*Excerpt provided:*
_ _ _ _ _

Just in time for Valentine's Day, Pope Benedict XVI issued an encyclical letter on love.
Popular prejudice thinks a Roman Catholic priest talking about human love is "like a blind man talking about colors," Archbishop Paul Josef Cordes, president of the Vatican's council for charity, told reporters with a humorous touch unusual for Vatican news conferences.
Turns out, a celibate, 78-year-old pontiff has perceptive things to say in his first encyclical "Deus Caritas Est" ("God Is Love"). Moreover, he says them with a clarity that could begin notable improvement in papal writings, and at half the length of the average John Paul II encyclical.
The Tablet, a British Catholic weekly that doesn't necessarily cheer Roman edicts, said Benedict provided "an easy read" and a "profound, lucid, poignant and at times witty discussion."

_ _ _ _ _

*Records:*
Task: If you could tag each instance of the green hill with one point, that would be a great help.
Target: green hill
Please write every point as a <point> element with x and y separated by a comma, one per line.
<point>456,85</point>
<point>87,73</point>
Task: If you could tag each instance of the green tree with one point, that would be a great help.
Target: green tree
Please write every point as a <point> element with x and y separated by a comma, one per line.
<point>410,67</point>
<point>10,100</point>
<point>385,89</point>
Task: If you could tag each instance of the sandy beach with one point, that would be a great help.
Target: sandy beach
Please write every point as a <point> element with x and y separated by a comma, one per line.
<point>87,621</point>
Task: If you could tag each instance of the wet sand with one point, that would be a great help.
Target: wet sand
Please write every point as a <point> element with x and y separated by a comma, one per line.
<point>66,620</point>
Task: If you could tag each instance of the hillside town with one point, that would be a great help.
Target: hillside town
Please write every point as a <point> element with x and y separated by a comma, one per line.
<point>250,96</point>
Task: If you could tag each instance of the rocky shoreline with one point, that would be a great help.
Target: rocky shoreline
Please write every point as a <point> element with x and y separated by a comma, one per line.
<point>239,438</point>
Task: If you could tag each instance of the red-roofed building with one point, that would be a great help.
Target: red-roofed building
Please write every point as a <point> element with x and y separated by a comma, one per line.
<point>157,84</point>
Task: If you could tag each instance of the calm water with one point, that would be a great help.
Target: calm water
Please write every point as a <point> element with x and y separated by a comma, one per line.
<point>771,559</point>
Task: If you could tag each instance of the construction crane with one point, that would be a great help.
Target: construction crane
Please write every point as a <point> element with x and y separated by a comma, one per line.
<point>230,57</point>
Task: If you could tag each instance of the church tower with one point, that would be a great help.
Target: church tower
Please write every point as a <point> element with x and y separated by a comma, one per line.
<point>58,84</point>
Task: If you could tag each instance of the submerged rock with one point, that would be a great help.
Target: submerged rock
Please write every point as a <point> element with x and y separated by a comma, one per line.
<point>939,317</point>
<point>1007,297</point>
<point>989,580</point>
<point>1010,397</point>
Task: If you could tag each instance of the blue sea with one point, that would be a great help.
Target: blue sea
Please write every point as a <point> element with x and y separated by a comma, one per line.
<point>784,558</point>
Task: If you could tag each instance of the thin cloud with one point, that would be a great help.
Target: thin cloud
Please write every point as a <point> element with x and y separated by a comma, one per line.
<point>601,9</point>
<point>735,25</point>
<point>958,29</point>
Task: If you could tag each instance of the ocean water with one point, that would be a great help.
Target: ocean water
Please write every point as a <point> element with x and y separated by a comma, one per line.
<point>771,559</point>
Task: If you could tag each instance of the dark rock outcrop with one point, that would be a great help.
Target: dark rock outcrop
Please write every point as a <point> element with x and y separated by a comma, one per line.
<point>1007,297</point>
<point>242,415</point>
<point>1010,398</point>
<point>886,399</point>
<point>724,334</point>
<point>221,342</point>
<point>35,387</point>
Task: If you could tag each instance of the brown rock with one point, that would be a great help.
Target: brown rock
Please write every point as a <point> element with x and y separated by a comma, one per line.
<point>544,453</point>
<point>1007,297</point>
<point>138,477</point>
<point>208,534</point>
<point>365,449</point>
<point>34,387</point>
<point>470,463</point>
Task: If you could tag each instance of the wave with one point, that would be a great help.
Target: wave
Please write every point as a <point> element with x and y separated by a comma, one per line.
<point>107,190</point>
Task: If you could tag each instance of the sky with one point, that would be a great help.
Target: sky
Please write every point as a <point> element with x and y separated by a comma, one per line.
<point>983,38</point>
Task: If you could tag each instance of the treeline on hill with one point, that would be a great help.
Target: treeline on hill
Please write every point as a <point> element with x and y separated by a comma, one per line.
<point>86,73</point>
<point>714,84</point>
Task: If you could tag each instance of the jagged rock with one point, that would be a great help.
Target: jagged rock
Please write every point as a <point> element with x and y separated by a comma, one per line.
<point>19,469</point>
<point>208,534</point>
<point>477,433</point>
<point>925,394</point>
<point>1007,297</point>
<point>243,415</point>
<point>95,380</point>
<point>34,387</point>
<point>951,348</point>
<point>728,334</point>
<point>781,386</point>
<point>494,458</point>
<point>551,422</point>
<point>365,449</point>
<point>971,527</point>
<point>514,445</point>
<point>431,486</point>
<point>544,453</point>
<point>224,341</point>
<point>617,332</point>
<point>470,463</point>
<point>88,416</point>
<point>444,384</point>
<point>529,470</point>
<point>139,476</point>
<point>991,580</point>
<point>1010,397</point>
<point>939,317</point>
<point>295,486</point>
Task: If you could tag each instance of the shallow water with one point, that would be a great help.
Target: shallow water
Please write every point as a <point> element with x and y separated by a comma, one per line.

_ _ _ _ _

*Stated task:* Please continue the article on Pope Benedict XVI's encyclical about love, picking up after its final sentence. The data is separate material and has no connection to the article.

*Result of the exercise:*
Benedict builds upon an important statement from one of those often-neglected books of the Bible: "God is love, and whoever remains in love remains in God and God in him" (1 John 4:16).
So, what is love, which Benedict considers "one of the most frequently used and misused of words"?
He believes human love reflects God's love for humanity and should balance two aspects conveyed by different Greek words for love: eros (physical or erotic love) and agape (pronounced uh-GAH-pay, meaning an unselfish spiritual bond). The New Testament fuses the second term with its great theme of Jesus Christ's self-sacrificing love for humanity on the cross.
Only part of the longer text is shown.